▸ **Directive A**:
List every simulation or synthesis tool that the architecture page names as an implemented backend.

Architecture — HDL IP Packager¶
Agent quick-start: docs/ai_agent_instructions.md | Find anything: docs/INDEX.md | Research basis: docs/research/state_of_the_art.md
This document is the technical reference for how the packager is built and how it is meant to grow. Sections marked (implemented) exist and are tested today; (planned) sections are designed but not yet built (tracked as open issues) — see progress_tracker.md for status.
1. The big picture¶
The packager is a Python library (hdlpkg) with a thin CLI (hdlpkg). It
takes a tree of IP cores — each described by an ip.toml manifest — and provides
the manifest → resolve → lock → fetch → generate pipeline that lets a design
reuse versioned IP the way software reuses packages.
author writes resolver picks backends consume
┌───────────────┐ reads ┌───────────────┐ writes ┌───────────────┐
ip.toml │ Manifest │───────────> │ Resolution │─────────> │ ip.lock │
(manifest)│ (identity, │ │ (1 Vlnv per │ │ (exact vlnvs │
│ deps, fset) │ │ package) │ │ + checksums) │
└───────────────┘ └───────┬───────┘ └───────────────┘
│ fetch (verified)
▼
┌────────────────────┐ generate ┌───────────────┐
│ Cache / Registry │──────────> │ EDAM / tool │
│ (content-addressed)│ │ files, IP-XACT│
└────────────────────┘ └───────────────┘
2. Module map¶
All source lives under src/hdlpkg/. This page is the design view (how modules fit and why); for the per-module reference (public API, behavior, errors, examples) see the module manual, and for a task-oriented intro see the user guide.
| Module | File | Status | Responsibility |
|---|---|---|---|
| Versioning | version.py | implemented | Version (SemVer) + VersionConstraint, compatibility_group, and the non-SemVer schemes CalVer / MonotonicVersion / OpaqueVersion (parse_version) |
| Identity | vlnv.py | implemented | PackageRef (vendor:library:name) and Vlnv (+:version) |
| Manifest | manifest.py | implemented | Parse/validate ip.toml → Manifest (identity, deps, filesets, targets) |
| Scaffolder | scaffold.py | implemented | Pure renderer for a starter ip.toml (behind hdlpkg init) |
| Errors | exceptions.py | implemented | One exception hierarchy rooted at HdlPackagerError |
| CLI | cli.py | implemented | hdlpkg entry point; all commands implemented (info/validate/init/add/resolve/install/pack/publish/pull/yank/login/logout/gen/tree/export-ipxact) |
| Resolver | resolver.py | implemented | Constraints → selected Vlnv(s) (backtracking, Cargo-style unification, [resolution] on-conflict policy, scheme-aware) |
| Lockfile | lockfile.py | implemented | Serialize/parse/verify ip.lock (a Resolution + per-core source + SHA-256) |
| Cache | cache.py | implemented | Content-addressed local blob store (SHA-256 key, verify-on-read, atomic writes) |
| Registry | registry.py | implemented (local + HTTP + OCI, all writable) | Abstract Registry + local-dir/writable-local/HTTP/OCI backends + registry_from_location scheme dispatch + graph walker (Git tracked as an issue) |
| Credentials | credentials.py | implemented | Per-host bearer tokens for private registries (hdlpkg login); pure CredentialStore + TOML load/save |
| Packaging | packaging.py | implemented | Build/read the deterministic .ipkg artifact (pack_core, extract_ipkg) |
| Backends | backends/ | implemented (Verilator, Vivado, Icarus, GHDL, Yosys) | EDAM-like intermediate (build_eda_design) → tool inputs behind hdlpkg gen |
| Name-mangling | mangle.py | implemented (SV + VHDL packages, SV modules/interfaces, VHDL entities) | Rewrite coexisting unit names so two versions build together under gen |
| Tree view | treeview.py | implemented | render_dependency_tree → ASCII dependency graph behind hdlpkg tree |
| IP-XACT | ipxact.py | implemented | to_ipxact → IEEE 1685-2014/2022 component XML (export-ipxact --std), incl. [ipxact.parameters] |
| SBOM | sbom.py | implemented (CycloneDX) | build_cyclonedx → deterministic CycloneDX 1.5 SBOM behind hdlpkg pack --sbom |
The dependency direction is strictly one-way and acyclic:
exceptions ← version ← vlnv ← manifest ← {resolver, cli}
↑ ↑
scaffold registry
scaffold is pure too (it renders a manifest string from version/vlnv and is
consumed by cli). version, vlnv, and manifest are pure (no I/O, no globals). That purity
is deliberate: it is what makes them exhaustively unit-testable and is the model
every new module should follow (see ai_agent_instructions.md).

▸ **Directive B**:
Render the entries as a Markdown table with columns named No. and Line. Start at the beginning of the entries and end at the line containing "[[[401,285],[400,273],[0,273],[0,285]]]", including both ends. Give each line its own row, leave out blank lines, and leave the pictures out.

▸ **Supplied data**:

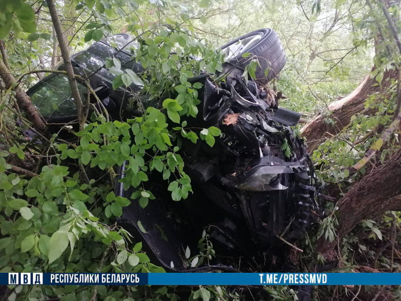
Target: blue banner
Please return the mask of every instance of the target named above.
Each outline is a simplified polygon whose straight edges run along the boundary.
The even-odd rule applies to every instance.
[[[401,285],[400,273],[0,273],[0,285]]]

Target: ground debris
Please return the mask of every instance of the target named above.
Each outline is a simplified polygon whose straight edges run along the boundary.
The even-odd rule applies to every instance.
[[[235,124],[238,120],[238,117],[239,116],[239,113],[234,113],[233,114],[228,114],[227,117],[223,120],[223,123],[225,125],[230,125],[230,124]]]

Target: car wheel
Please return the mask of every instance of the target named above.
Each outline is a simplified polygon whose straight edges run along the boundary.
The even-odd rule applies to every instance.
[[[260,64],[255,73],[256,79],[263,83],[277,77],[286,61],[284,49],[277,34],[269,28],[244,35],[222,46],[221,49],[227,62],[223,64],[225,72],[233,69],[233,67],[244,70],[256,56]],[[253,55],[243,57],[243,55],[247,53]],[[267,76],[265,75],[266,69]]]
[[[297,285],[296,290],[298,301],[310,301],[312,293],[311,285]]]

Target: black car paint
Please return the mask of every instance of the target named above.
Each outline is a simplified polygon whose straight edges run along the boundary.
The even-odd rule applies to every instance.
[[[126,43],[130,39],[128,35],[120,35],[120,42]],[[107,41],[102,41],[71,57],[75,72],[89,79],[113,118],[119,117],[120,108],[126,108],[128,98],[139,93],[140,88],[133,84],[127,89],[113,90],[111,82],[115,76],[102,67],[105,58],[114,55],[125,64],[124,68],[137,73],[143,70],[119,47],[119,50]],[[63,69],[61,65],[59,69]],[[28,94],[34,94],[55,76],[51,75],[38,83],[30,89]],[[194,190],[188,199],[172,201],[166,196],[165,183],[154,175],[150,183],[156,199],[150,202],[144,209],[132,200],[119,222],[133,233],[142,235],[156,258],[169,269],[188,270],[184,256],[185,248],[189,246],[194,251],[202,230],[207,228],[210,230],[218,248],[233,257],[248,255],[249,267],[256,264],[267,267],[266,256],[273,254],[274,246],[281,243],[275,236],[284,230],[291,217],[294,216],[295,220],[291,234],[286,235],[290,240],[299,238],[308,225],[311,208],[318,208],[313,201],[317,186],[313,166],[302,142],[294,136],[290,127],[296,123],[300,115],[269,106],[261,99],[254,82],[245,82],[238,76],[229,79],[219,88],[207,75],[188,81],[200,82],[204,88],[199,92],[199,98],[202,101],[200,113],[196,118],[188,119],[188,126],[216,126],[222,130],[223,135],[217,139],[213,148],[200,140],[194,145],[187,141],[183,143],[182,151],[186,155],[186,170],[191,175]],[[140,97],[146,106],[157,106],[157,101],[150,103],[147,101],[146,96]],[[231,126],[222,124],[225,116],[233,112],[240,114],[237,123]],[[128,114],[138,116],[140,113],[131,110]],[[71,115],[48,118],[47,121],[66,122],[75,118]],[[277,132],[269,132],[272,128]],[[294,150],[290,158],[285,157],[281,151],[280,143],[285,137]],[[261,142],[261,139],[264,140]],[[269,145],[269,141],[271,145]],[[229,146],[235,144],[238,147]],[[124,168],[123,164],[118,171],[121,177]],[[255,175],[263,169],[263,176],[269,177],[269,181],[274,177],[272,175],[278,175],[275,182],[265,187],[262,185],[258,188],[260,191],[253,191],[258,186]],[[235,170],[238,174],[233,176],[237,172]],[[158,185],[154,185],[156,183]],[[280,185],[283,187],[280,188]],[[130,187],[126,191],[118,182],[115,189],[116,195],[128,198],[135,190]],[[262,263],[263,258],[265,263]],[[205,268],[235,269],[230,267],[232,260],[220,258],[219,261],[219,265]]]

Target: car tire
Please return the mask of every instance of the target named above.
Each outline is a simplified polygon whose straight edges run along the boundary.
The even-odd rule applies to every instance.
[[[260,36],[260,39],[254,45],[252,45],[245,51],[240,51],[235,53],[228,61],[223,65],[225,72],[227,72],[235,68],[243,71],[250,61],[256,56],[260,64],[260,67],[257,67],[256,72],[257,80],[263,83],[270,81],[275,77],[277,77],[279,73],[282,70],[286,61],[286,54],[283,45],[278,38],[277,34],[273,29],[265,28],[252,31],[241,36],[221,47],[221,49],[229,49],[231,46],[240,41],[242,41],[253,36]],[[247,57],[243,57],[242,55],[245,53],[250,53],[253,55]],[[265,75],[265,70],[267,69],[267,76]]]
[[[311,285],[297,285],[296,290],[298,301],[310,301],[312,294]]]

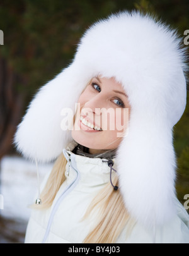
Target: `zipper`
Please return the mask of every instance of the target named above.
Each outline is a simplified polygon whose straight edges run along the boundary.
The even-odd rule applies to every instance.
[[[76,169],[76,163],[74,164],[71,164],[71,160],[72,161],[74,161],[74,159],[71,159],[71,155],[66,150],[63,150],[63,153],[65,155],[65,157],[66,158],[67,161],[67,174],[69,176],[69,171],[70,171],[70,168],[71,166],[72,168],[72,169],[76,171],[76,177],[74,180],[74,181],[65,189],[65,190],[62,192],[62,193],[60,195],[59,198],[57,199],[57,202],[55,202],[54,208],[52,210],[52,212],[50,213],[49,222],[47,224],[47,226],[46,228],[46,231],[45,233],[45,235],[43,236],[43,239],[42,240],[42,243],[45,243],[46,240],[47,239],[49,233],[50,233],[50,227],[54,219],[54,217],[57,212],[57,210],[58,207],[59,207],[60,203],[62,202],[62,200],[66,197],[67,194],[69,194],[73,189],[75,188],[75,186],[77,185],[77,183],[79,181],[79,178],[80,178],[80,173]],[[73,162],[72,162],[73,163]],[[74,163],[73,163],[74,164]]]

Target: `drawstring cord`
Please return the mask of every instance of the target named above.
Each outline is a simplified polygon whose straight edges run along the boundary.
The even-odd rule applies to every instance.
[[[35,157],[35,165],[36,165],[36,169],[37,169],[37,185],[38,185],[38,198],[36,199],[35,204],[41,204],[42,200],[40,199],[40,180],[39,180],[39,174],[38,174],[38,164],[37,158]]]
[[[104,161],[103,160],[103,162],[107,162],[108,163],[108,166],[110,167],[110,183],[112,185],[112,186],[113,186],[114,190],[117,190],[118,189],[118,187],[117,186],[114,186],[113,183],[112,183],[112,170],[113,170],[115,173],[117,173],[117,171],[113,168],[113,162],[112,160],[108,160],[108,161]]]

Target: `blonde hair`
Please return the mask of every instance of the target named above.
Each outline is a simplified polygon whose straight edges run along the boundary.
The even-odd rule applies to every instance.
[[[62,183],[66,180],[65,171],[67,160],[61,154],[56,160],[40,197],[42,204],[37,205],[39,209],[52,205]],[[118,185],[118,178],[114,177],[113,184]],[[98,211],[98,219],[94,228],[85,238],[83,243],[115,243],[129,220],[119,190],[115,191],[108,184],[97,194],[89,205],[82,220],[89,217],[94,210]],[[82,221],[81,220],[81,221]]]

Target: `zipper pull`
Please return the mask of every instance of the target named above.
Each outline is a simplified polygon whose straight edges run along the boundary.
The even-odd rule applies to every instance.
[[[71,164],[71,157],[69,156],[69,159],[67,161],[67,175],[69,175],[69,170],[70,170],[70,164]]]

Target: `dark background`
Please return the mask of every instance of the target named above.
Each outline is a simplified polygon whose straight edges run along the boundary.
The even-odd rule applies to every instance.
[[[70,63],[86,29],[112,13],[134,9],[155,13],[183,38],[184,31],[189,30],[187,0],[0,0],[0,30],[4,32],[4,45],[0,46],[0,161],[4,155],[17,154],[13,137],[28,102],[40,87]],[[189,49],[189,45],[185,47]],[[188,92],[185,112],[174,128],[176,192],[182,204],[189,194],[188,101]],[[16,223],[9,221],[16,227],[9,242],[20,242],[15,238]],[[6,222],[0,223],[3,236]]]

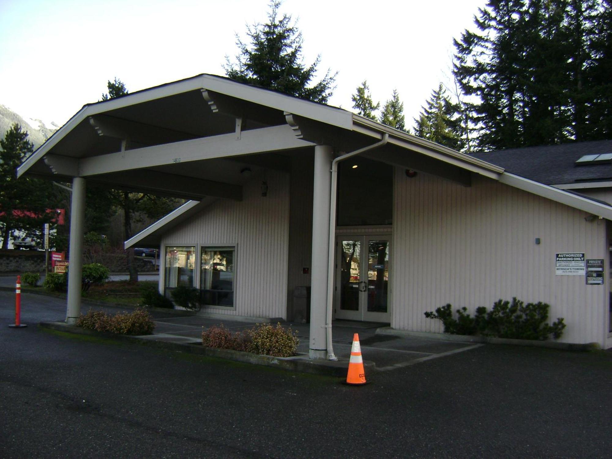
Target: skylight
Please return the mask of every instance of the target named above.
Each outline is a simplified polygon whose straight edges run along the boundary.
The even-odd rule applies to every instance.
[[[578,165],[583,164],[599,164],[612,162],[612,153],[603,153],[600,155],[584,155],[576,162]]]

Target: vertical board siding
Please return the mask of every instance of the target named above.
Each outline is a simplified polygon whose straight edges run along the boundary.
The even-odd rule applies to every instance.
[[[517,297],[564,317],[562,341],[605,345],[608,281],[586,285],[554,272],[559,252],[607,260],[605,220],[479,176],[465,187],[397,168],[394,180],[392,327],[440,332],[424,312],[450,303],[473,314]]]
[[[163,236],[166,245],[236,245],[234,307],[209,307],[207,310],[286,318],[289,175],[267,171],[265,197],[261,180],[259,177],[244,185],[242,201],[220,200]],[[199,267],[196,259],[196,269]]]

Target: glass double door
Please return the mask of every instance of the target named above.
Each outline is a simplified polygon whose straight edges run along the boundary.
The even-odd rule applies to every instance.
[[[389,237],[339,236],[336,247],[335,318],[390,322]]]

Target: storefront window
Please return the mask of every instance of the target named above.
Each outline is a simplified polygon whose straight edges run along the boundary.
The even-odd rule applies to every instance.
[[[194,287],[195,247],[166,247],[166,294],[179,285]]]
[[[234,248],[203,247],[200,289],[203,304],[234,305]]]

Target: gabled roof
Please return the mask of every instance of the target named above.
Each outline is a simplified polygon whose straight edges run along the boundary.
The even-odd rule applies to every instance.
[[[612,153],[612,140],[512,148],[471,156],[547,185],[612,181],[612,164],[577,165],[585,155]]]

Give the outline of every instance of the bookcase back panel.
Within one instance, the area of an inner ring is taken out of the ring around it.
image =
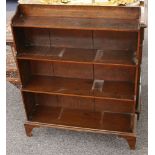
[[[66,109],[91,110],[94,109],[94,100],[89,98],[34,94],[38,105],[60,107]]]
[[[25,44],[29,46],[50,46],[50,32],[48,29],[25,29]]]
[[[55,76],[93,79],[93,65],[54,62],[53,69]]]
[[[119,66],[94,66],[95,79],[108,81],[135,81],[135,68]]]
[[[35,75],[54,76],[53,65],[48,62],[30,61],[31,72]]]
[[[23,83],[31,75],[58,76],[67,78],[93,79],[93,65],[19,60]]]
[[[94,31],[94,48],[136,51],[137,38],[137,32]]]
[[[56,47],[93,48],[92,31],[51,30],[51,45]]]
[[[114,101],[106,99],[95,99],[94,109],[100,112],[120,112],[132,113],[134,112],[135,104],[133,101]]]

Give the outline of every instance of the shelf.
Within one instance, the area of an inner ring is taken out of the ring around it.
[[[128,133],[132,133],[134,128],[134,117],[130,114],[70,110],[48,106],[37,106],[29,121]]]
[[[14,27],[138,31],[138,20],[21,16],[14,20]]]
[[[26,47],[18,59],[83,64],[109,64],[134,67],[134,52],[128,50],[93,50],[60,47]]]
[[[37,15],[37,16],[36,16]],[[139,7],[19,5],[13,27],[138,31]]]
[[[22,90],[64,96],[134,100],[134,85],[130,82],[32,76]]]

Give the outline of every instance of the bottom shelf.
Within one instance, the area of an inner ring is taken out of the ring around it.
[[[33,113],[32,123],[45,123],[92,130],[133,133],[134,115],[71,110],[59,107],[37,106]]]

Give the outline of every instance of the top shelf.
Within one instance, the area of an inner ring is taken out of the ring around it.
[[[138,31],[139,7],[19,5],[13,27]]]

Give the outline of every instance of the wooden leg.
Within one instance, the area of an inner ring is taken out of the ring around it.
[[[28,137],[32,137],[32,130],[33,130],[34,126],[33,125],[29,125],[29,124],[24,124],[24,126],[25,126],[26,135]]]
[[[136,137],[131,137],[131,136],[119,136],[119,137],[126,139],[131,150],[136,149]]]

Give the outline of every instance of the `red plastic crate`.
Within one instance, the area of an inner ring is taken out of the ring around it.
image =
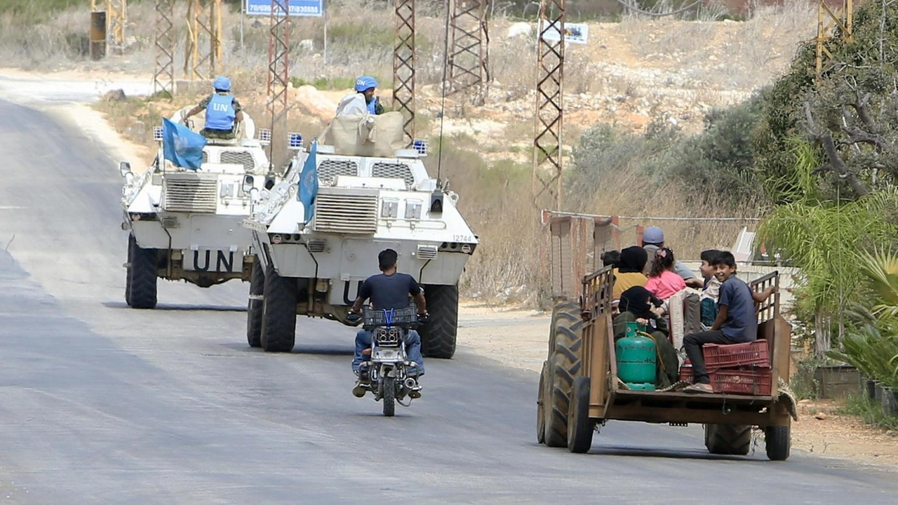
[[[709,372],[734,367],[770,367],[770,349],[765,340],[726,345],[706,343],[702,351]]]
[[[769,368],[721,368],[709,375],[715,393],[762,396],[770,394],[773,376]]]
[[[680,380],[692,384],[694,378],[695,374],[692,372],[692,365],[691,363],[683,363],[682,367],[680,367]]]
[[[721,368],[708,375],[715,393],[767,396],[771,391],[772,376],[770,368],[761,367]],[[685,363],[680,367],[680,380],[690,384],[695,380],[691,364]]]

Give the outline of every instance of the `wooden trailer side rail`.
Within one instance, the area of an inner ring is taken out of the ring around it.
[[[777,403],[777,395],[778,378],[788,381],[791,326],[779,315],[779,272],[774,271],[750,284],[758,292],[770,286],[777,288],[777,292],[757,308],[759,335],[767,339],[772,351],[772,393],[770,396],[751,396],[617,389],[611,315],[614,275],[611,268],[605,268],[584,278],[580,301],[585,323],[580,352],[582,373],[588,374],[593,385],[589,417],[648,422],[741,422],[758,426],[788,423],[788,414]]]

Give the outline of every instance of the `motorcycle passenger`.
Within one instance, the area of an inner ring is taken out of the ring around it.
[[[219,75],[212,87],[216,92],[184,115],[184,124],[190,116],[206,111],[206,126],[199,133],[207,138],[233,138],[237,123],[243,120],[243,111],[240,102],[231,94],[231,79]]]
[[[427,318],[427,306],[424,298],[424,289],[415,278],[397,271],[398,256],[392,249],[384,249],[377,255],[379,268],[383,273],[373,275],[362,283],[358,297],[352,306],[353,313],[361,314],[362,306],[369,298],[375,310],[407,308],[410,295],[415,298],[418,316]],[[368,361],[363,362],[363,354],[365,350],[371,348],[371,332],[359,330],[356,333],[356,353],[352,359],[352,370],[358,376],[358,381],[353,389],[353,394],[357,396],[365,395],[365,388],[362,385],[366,385],[369,380]],[[410,361],[406,365],[409,377],[420,377],[424,375],[424,359],[421,357],[421,337],[418,332],[409,331],[405,337],[405,350]],[[418,391],[413,391],[412,394],[410,396],[413,398],[420,395]]]

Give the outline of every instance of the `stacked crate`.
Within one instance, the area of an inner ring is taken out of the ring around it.
[[[715,393],[769,395],[772,389],[770,348],[766,340],[702,347],[705,368]],[[680,380],[691,383],[692,365],[680,368]]]

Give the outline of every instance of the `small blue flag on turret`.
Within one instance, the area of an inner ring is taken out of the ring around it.
[[[315,196],[318,194],[318,141],[312,142],[309,156],[303,164],[303,172],[299,175],[299,190],[296,199],[303,202],[305,224],[315,215]]]
[[[203,164],[206,137],[184,125],[163,119],[163,155],[177,166],[197,170]]]

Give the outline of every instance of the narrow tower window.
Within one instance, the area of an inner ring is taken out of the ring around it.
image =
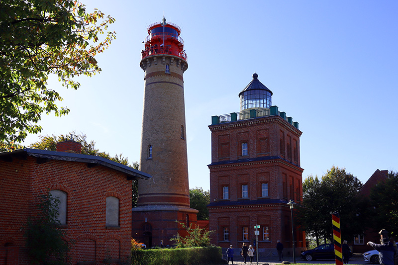
[[[222,199],[227,200],[228,198],[228,186],[222,187]]]
[[[247,226],[243,227],[242,229],[242,233],[243,235],[242,239],[249,240],[249,228]]]
[[[263,240],[267,241],[270,240],[270,231],[268,226],[263,227]]]
[[[247,198],[248,191],[247,191],[247,184],[245,184],[242,185],[242,197]]]
[[[229,241],[229,228],[228,227],[224,228],[224,241]]]
[[[152,158],[152,146],[149,145],[148,146],[148,158]]]
[[[185,132],[184,130],[184,125],[181,125],[181,139],[185,139]]]
[[[261,197],[268,197],[268,183],[261,183]]]
[[[247,143],[242,143],[242,155],[247,155]]]

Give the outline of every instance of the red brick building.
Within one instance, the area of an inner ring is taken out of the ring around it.
[[[290,199],[302,200],[298,122],[271,106],[272,92],[253,75],[239,94],[241,111],[212,117],[209,230],[212,243],[239,248],[255,241],[259,252],[275,252],[277,241],[292,255]],[[304,234],[295,233],[297,253]],[[290,249],[289,249],[290,248]]]
[[[58,150],[80,152],[80,144]],[[0,264],[29,264],[22,228],[38,213],[37,196],[59,197],[59,220],[71,264],[126,260],[130,253],[131,180],[149,175],[94,156],[18,150],[0,153]],[[73,242],[73,244],[71,244]]]

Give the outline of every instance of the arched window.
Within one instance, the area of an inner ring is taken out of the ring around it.
[[[190,216],[188,215],[188,213],[185,216],[185,222],[186,222],[186,224],[187,225],[187,227],[190,227]]]
[[[148,146],[148,158],[152,158],[152,146],[149,145]]]
[[[105,225],[119,226],[119,199],[113,196],[106,197]]]
[[[185,139],[185,132],[184,130],[184,125],[181,125],[181,139]]]
[[[59,189],[50,190],[50,193],[53,198],[56,198],[59,200],[59,204],[58,206],[58,215],[57,219],[59,221],[62,225],[66,225],[67,193]]]

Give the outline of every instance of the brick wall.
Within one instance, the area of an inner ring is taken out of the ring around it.
[[[68,261],[101,261],[109,256],[126,259],[131,247],[131,181],[125,175],[108,168],[89,168],[83,163],[13,158],[0,161],[0,247],[17,247],[19,264],[28,264],[21,229],[29,216],[37,213],[37,195],[47,189],[67,193],[67,233],[64,239],[75,242]],[[105,200],[119,199],[119,227],[105,227]],[[4,251],[0,250],[0,261]],[[4,259],[3,258],[3,260]],[[8,263],[16,264],[17,263]]]

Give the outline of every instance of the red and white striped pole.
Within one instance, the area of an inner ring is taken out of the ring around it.
[[[338,212],[332,214],[333,238],[334,241],[334,257],[336,265],[343,265],[343,253],[341,250],[341,233],[340,231],[340,217]]]

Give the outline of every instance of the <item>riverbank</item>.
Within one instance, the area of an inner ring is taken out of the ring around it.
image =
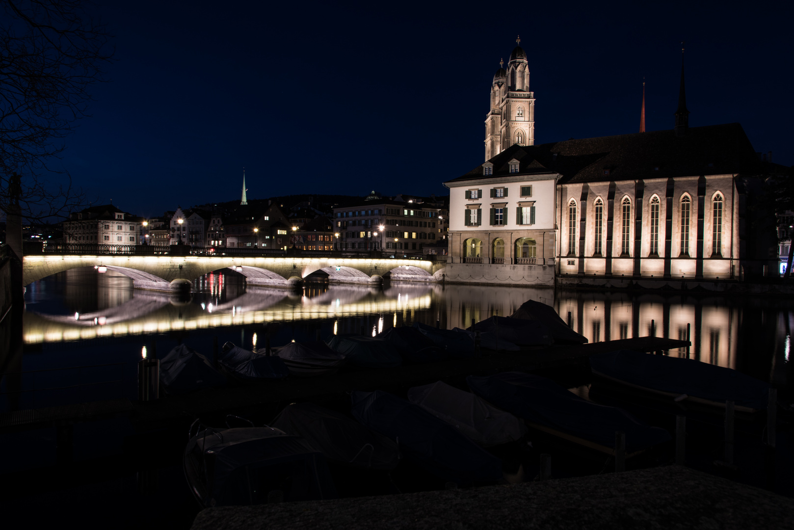
[[[680,466],[465,489],[210,508],[192,530],[794,528],[794,500]]]

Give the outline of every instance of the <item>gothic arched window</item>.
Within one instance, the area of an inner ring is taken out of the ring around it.
[[[576,201],[568,203],[568,255],[576,255]]]
[[[681,256],[689,257],[689,216],[691,212],[692,201],[689,195],[681,197]]]
[[[650,255],[659,255],[659,198],[650,199]]]
[[[603,203],[601,202],[600,199],[596,199],[596,205],[594,207],[594,218],[595,218],[595,228],[596,232],[596,245],[593,250],[593,254],[596,256],[601,255],[601,238],[603,234]]]
[[[711,221],[711,255],[723,255],[723,195],[719,193],[714,195],[713,214]]]
[[[630,255],[630,241],[631,237],[631,199],[628,197],[624,197],[623,201],[621,204],[621,234],[622,234],[622,242],[621,242],[621,250],[620,253],[622,255],[629,256]]]

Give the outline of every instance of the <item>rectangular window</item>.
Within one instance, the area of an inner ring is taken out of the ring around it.
[[[568,255],[576,255],[576,203],[568,205]]]
[[[689,197],[681,199],[681,256],[689,256]]]
[[[603,203],[601,202],[600,199],[596,202],[595,214],[596,219],[594,228],[596,232],[596,241],[593,253],[596,256],[600,256],[602,253],[601,241],[603,237]]]
[[[650,199],[650,255],[659,255],[659,199]]]

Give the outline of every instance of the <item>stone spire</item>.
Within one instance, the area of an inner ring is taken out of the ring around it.
[[[645,132],[645,79],[642,79],[642,107],[640,109],[640,132]]]
[[[245,168],[243,168],[243,197],[240,201],[241,204],[248,204],[248,200],[245,199],[246,191],[248,191],[248,188],[245,188]]]
[[[678,110],[676,110],[676,136],[684,136],[689,129],[687,93],[684,87],[684,43],[681,43],[681,85],[678,89]]]

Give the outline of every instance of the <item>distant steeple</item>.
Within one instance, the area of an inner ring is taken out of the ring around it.
[[[640,109],[640,132],[645,132],[645,78],[642,78],[642,108]]]
[[[243,168],[243,198],[240,201],[241,204],[248,204],[248,200],[245,199],[246,191],[248,191],[248,188],[245,188],[245,168]]]
[[[689,111],[687,110],[687,92],[684,87],[684,43],[681,43],[681,86],[678,89],[678,110],[676,110],[676,136],[684,136],[689,129]]]

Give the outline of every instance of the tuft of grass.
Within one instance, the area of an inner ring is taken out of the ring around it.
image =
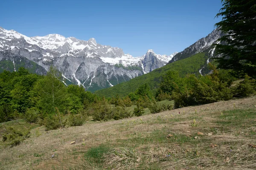
[[[96,147],[91,147],[84,155],[85,159],[90,164],[99,167],[102,167],[104,162],[104,156],[109,148],[105,145],[101,144]]]

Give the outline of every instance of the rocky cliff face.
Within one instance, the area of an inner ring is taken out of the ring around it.
[[[175,55],[134,57],[117,47],[57,34],[29,37],[0,27],[0,71],[25,67],[45,74],[50,65],[61,72],[66,85],[81,85],[94,91],[114,85],[166,64]]]
[[[207,65],[211,61],[212,58],[219,57],[216,56],[215,48],[212,47],[212,45],[220,43],[218,40],[223,35],[223,33],[218,29],[214,30],[205,37],[200,39],[183,51],[176,54],[169,63],[190,57],[198,53],[204,52],[208,56],[208,59],[205,65],[199,71],[199,73],[201,75],[209,73],[210,70],[207,68]]]
[[[202,52],[209,53],[209,57],[212,57],[214,55],[215,49],[212,48],[212,45],[213,43],[218,43],[217,40],[222,35],[223,33],[218,29],[214,30],[205,37],[200,39],[183,51],[177,53],[169,63],[189,57]]]

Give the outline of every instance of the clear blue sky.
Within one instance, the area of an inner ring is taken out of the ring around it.
[[[221,0],[2,0],[0,26],[28,37],[58,34],[134,57],[180,51],[214,29]]]

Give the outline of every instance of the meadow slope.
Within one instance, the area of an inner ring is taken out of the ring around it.
[[[256,169],[256,101],[48,131],[35,127],[20,145],[1,147],[0,169]]]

▸ **Written response A**:
- Verilator
- Vivado
- Icarus
- GHDL
- Yosys

▸ **Written response B**:
| No. | Line |
|---|---|
| 1 | Target: blue banner |
| 2 | Please return the mask of every instance of the target named above. |
| 3 | Each outline is a simplified polygon whose straight edges run along the boundary. |
| 4 | The even-odd rule applies to every instance. |
| 5 | [[[401,285],[400,273],[0,273],[0,285]]] |